Segmentation mask data:
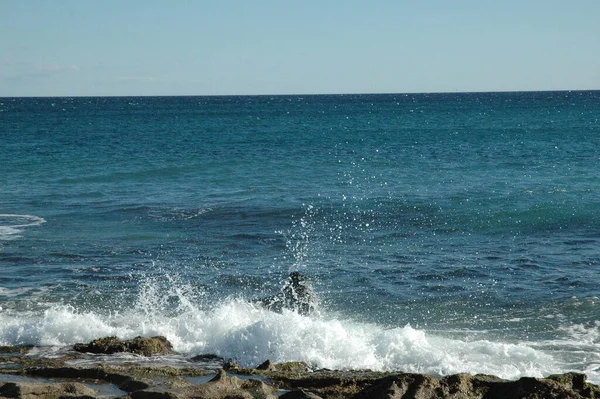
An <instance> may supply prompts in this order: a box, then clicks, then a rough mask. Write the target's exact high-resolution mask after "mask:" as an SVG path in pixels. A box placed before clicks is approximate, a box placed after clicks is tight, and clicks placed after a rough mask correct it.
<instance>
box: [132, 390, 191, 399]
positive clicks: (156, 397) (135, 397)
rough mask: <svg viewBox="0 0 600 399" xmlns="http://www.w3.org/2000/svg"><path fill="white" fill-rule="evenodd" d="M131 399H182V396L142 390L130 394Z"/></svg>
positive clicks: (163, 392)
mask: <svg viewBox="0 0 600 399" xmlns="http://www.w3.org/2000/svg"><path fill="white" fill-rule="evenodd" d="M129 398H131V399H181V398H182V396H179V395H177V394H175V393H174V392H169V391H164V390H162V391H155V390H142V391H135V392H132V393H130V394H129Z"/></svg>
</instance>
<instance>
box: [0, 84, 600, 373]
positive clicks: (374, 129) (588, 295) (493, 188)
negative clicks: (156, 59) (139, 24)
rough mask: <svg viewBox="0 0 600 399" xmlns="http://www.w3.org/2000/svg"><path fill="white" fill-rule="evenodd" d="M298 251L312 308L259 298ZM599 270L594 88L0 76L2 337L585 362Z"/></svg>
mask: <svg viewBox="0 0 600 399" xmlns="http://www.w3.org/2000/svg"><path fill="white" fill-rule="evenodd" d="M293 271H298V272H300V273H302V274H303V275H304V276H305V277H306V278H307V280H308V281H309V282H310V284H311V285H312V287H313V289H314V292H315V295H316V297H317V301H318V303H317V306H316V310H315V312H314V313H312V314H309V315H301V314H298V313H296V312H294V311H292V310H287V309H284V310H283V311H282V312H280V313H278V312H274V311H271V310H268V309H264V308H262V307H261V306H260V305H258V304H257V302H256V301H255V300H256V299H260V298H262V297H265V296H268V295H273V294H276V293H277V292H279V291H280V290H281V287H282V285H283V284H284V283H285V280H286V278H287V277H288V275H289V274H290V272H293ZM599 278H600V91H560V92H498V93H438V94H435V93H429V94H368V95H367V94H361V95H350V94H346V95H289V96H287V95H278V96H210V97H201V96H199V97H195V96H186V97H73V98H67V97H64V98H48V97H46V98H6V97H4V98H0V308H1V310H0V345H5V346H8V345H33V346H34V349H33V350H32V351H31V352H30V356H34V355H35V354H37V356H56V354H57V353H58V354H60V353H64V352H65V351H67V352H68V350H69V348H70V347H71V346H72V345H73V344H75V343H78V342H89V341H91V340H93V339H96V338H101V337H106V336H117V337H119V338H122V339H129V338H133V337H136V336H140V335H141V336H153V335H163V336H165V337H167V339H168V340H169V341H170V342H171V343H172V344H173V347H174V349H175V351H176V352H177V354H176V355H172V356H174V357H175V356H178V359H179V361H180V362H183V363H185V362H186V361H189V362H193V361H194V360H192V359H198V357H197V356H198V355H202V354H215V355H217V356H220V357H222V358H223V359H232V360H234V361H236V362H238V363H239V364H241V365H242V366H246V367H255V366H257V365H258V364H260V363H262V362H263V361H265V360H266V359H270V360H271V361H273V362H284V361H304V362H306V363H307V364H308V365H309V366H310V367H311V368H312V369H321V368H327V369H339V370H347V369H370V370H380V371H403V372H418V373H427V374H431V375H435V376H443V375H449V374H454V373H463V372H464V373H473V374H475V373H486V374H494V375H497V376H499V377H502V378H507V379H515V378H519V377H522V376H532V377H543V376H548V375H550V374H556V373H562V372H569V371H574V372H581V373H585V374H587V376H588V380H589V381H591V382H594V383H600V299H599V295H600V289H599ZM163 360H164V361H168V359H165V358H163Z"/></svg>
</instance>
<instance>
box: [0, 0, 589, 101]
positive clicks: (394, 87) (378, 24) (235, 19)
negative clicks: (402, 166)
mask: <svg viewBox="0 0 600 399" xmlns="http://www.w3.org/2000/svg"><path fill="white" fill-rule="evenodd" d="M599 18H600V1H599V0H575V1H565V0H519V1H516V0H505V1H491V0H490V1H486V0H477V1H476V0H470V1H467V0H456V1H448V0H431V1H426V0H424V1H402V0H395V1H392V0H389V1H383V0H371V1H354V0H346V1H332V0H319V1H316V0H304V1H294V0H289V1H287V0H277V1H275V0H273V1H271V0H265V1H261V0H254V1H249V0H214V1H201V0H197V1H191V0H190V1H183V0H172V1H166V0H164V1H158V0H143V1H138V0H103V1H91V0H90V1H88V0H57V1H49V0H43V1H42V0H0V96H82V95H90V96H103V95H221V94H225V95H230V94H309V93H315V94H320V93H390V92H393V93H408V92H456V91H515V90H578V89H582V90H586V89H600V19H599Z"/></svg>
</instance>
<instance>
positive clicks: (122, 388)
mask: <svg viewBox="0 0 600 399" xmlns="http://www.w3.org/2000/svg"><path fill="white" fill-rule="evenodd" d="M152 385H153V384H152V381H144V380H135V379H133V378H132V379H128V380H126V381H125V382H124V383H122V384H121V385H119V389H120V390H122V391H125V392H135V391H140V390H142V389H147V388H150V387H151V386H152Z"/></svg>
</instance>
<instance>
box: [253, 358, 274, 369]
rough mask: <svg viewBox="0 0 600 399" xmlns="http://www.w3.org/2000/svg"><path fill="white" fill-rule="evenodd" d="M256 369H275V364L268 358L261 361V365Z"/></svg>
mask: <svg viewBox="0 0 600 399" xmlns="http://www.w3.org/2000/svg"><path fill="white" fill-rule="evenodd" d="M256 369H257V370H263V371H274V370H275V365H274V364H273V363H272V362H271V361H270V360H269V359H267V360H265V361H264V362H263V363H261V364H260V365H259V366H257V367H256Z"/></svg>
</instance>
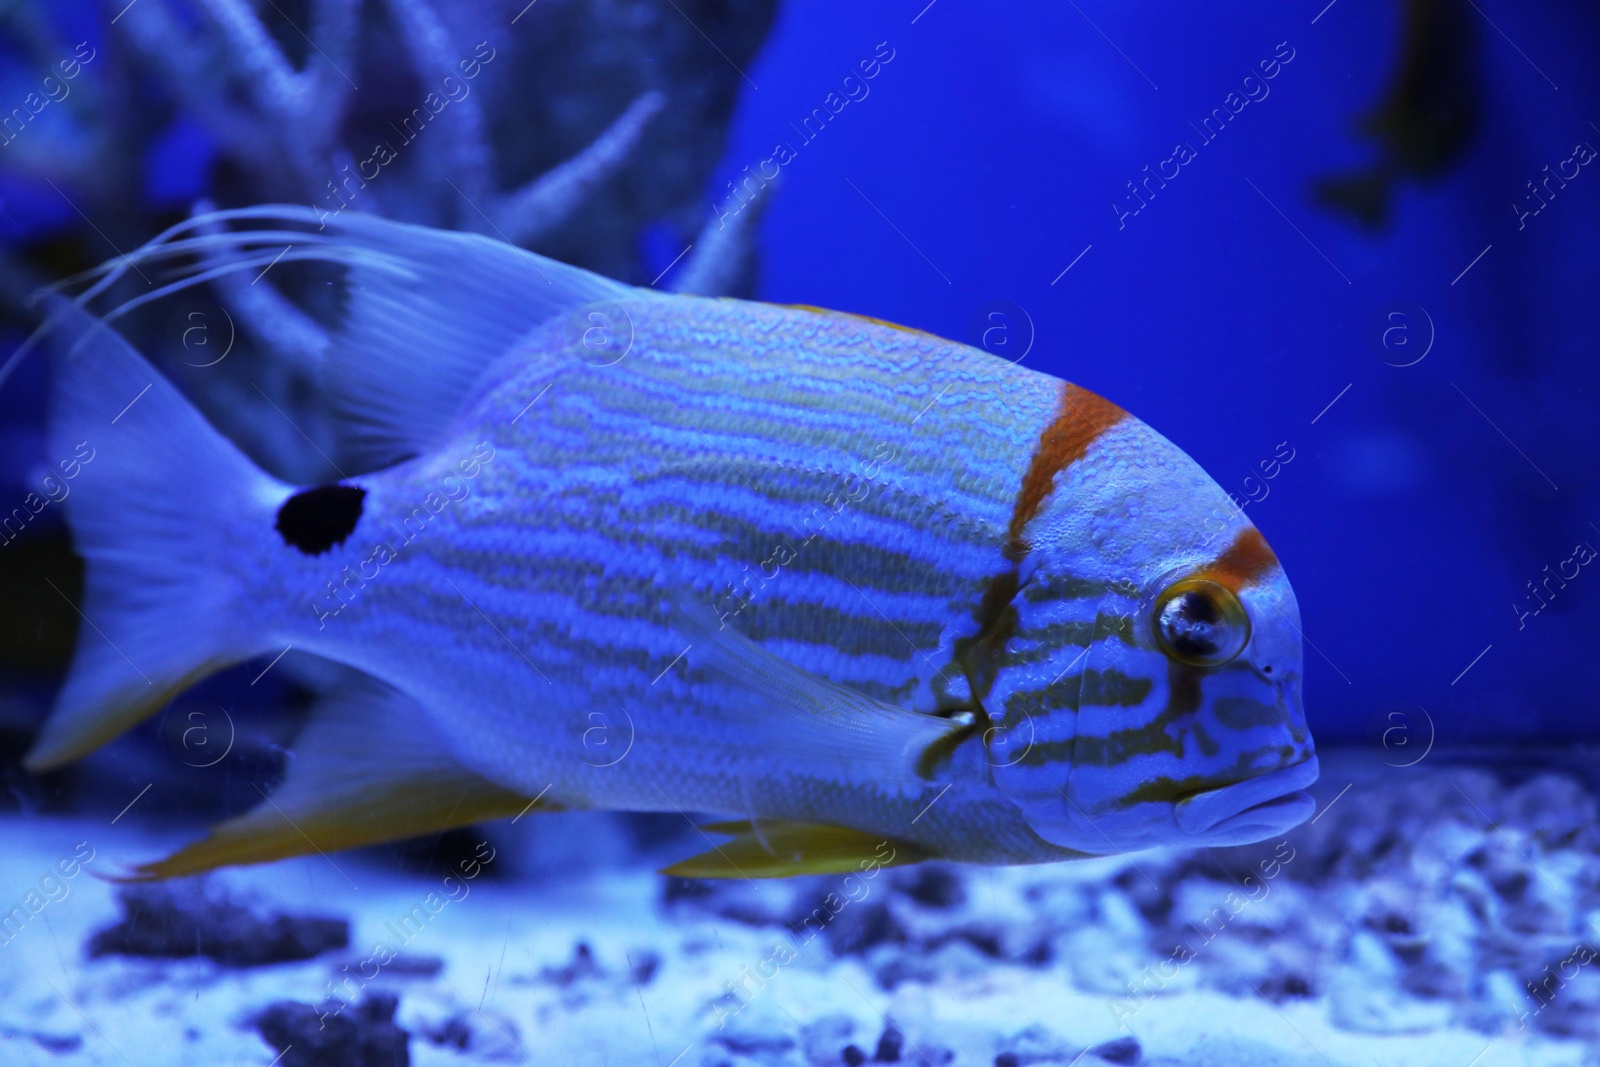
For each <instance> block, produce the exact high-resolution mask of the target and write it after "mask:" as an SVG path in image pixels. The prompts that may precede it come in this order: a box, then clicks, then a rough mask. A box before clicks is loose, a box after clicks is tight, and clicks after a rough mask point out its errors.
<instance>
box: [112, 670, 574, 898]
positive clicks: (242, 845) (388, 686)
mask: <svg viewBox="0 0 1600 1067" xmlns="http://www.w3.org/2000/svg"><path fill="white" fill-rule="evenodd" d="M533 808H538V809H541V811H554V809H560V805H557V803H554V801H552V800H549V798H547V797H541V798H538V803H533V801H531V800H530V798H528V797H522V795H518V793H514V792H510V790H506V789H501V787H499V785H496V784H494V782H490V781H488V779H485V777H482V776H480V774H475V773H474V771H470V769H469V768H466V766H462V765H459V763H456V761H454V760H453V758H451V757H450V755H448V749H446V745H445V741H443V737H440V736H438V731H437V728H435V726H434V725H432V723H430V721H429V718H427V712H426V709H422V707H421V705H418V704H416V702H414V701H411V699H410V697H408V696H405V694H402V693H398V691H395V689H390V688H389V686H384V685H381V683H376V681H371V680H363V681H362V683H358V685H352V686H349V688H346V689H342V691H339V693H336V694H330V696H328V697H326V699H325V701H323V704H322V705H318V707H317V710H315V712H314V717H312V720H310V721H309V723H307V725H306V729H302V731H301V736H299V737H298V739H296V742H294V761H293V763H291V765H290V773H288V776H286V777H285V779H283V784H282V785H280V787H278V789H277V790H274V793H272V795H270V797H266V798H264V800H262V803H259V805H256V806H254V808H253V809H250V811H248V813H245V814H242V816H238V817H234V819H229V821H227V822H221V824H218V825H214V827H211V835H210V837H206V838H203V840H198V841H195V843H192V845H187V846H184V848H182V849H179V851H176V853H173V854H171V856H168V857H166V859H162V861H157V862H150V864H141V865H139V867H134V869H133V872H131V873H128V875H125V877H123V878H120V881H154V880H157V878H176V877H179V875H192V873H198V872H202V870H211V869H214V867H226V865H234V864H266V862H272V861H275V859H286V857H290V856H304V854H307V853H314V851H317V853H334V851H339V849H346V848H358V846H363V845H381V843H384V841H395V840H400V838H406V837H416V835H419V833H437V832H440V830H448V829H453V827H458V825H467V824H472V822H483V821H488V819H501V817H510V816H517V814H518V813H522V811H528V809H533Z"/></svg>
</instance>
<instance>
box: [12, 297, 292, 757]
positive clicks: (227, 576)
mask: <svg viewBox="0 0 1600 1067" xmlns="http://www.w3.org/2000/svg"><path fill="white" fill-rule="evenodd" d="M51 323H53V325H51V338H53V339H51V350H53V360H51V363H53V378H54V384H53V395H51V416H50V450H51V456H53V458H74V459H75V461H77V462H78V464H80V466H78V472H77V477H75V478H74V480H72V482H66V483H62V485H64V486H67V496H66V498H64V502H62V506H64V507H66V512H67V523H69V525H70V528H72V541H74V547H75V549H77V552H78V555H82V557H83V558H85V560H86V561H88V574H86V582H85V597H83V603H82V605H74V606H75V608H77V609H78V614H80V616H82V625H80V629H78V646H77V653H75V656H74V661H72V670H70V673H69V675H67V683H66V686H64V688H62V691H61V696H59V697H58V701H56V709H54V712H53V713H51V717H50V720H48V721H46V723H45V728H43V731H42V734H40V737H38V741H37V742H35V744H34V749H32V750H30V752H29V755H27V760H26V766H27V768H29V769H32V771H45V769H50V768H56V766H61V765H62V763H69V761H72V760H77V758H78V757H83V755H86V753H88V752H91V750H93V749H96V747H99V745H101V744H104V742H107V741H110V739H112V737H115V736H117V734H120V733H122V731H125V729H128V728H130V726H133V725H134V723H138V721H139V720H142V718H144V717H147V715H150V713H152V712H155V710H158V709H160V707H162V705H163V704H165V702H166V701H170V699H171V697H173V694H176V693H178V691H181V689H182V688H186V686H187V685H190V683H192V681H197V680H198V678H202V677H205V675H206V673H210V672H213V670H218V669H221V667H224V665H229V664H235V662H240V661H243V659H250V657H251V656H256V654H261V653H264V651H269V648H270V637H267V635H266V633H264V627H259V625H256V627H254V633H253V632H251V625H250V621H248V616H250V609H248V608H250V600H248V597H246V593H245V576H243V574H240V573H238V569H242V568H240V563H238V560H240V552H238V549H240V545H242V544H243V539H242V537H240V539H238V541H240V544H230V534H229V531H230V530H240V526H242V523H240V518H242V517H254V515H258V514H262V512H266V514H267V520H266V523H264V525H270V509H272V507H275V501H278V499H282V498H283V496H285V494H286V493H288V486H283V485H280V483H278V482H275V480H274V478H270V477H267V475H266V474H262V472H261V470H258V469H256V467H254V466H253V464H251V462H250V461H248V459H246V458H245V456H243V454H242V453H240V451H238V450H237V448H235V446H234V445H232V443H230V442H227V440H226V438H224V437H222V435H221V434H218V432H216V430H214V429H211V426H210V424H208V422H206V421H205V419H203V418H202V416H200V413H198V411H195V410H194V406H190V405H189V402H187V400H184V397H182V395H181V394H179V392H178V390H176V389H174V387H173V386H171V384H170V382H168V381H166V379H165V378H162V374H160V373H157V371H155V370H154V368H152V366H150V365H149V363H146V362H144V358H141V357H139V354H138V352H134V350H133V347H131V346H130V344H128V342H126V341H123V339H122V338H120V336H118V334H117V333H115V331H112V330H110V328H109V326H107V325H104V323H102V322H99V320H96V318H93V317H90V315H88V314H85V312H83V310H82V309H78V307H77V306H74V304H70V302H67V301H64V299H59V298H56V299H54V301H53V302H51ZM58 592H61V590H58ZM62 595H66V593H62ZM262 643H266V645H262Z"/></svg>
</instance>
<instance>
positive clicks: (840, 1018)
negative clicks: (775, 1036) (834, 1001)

▸ **Your task**:
Give again, exactly, the lines starting at the first entry above and ending at the line with "negative clicks: (156, 59) (139, 24)"; please leave pictures out.

▸ **Task solution**:
An <instance> may supply prompts in this order: a box, then clicks, then a rough mask. Write the target's exact high-resolution mask after "mask:" as an SVG path in pixels. A box placed before clicks is approximate, a box placed after clicks is tight, and clicks placed after a rough mask correct it.
<instance>
box: [132, 390, 191, 399]
positive clicks: (156, 397) (135, 397)
rough mask: <svg viewBox="0 0 600 399" xmlns="http://www.w3.org/2000/svg"><path fill="white" fill-rule="evenodd" d="M131 399H182V396L142 390L130 394Z"/></svg>
positive clicks: (163, 392)
mask: <svg viewBox="0 0 600 399" xmlns="http://www.w3.org/2000/svg"><path fill="white" fill-rule="evenodd" d="M129 398H131V399H181V398H182V396H179V395H177V394H175V393H174V392H169V391H164V390H162V391H155V390H142V391H135V392H132V393H130V394H129Z"/></svg>
</instance>
<instance>
box: [0, 84, 600, 373]
positive clicks: (374, 129) (588, 295) (493, 188)
negative clicks: (156, 59) (139, 24)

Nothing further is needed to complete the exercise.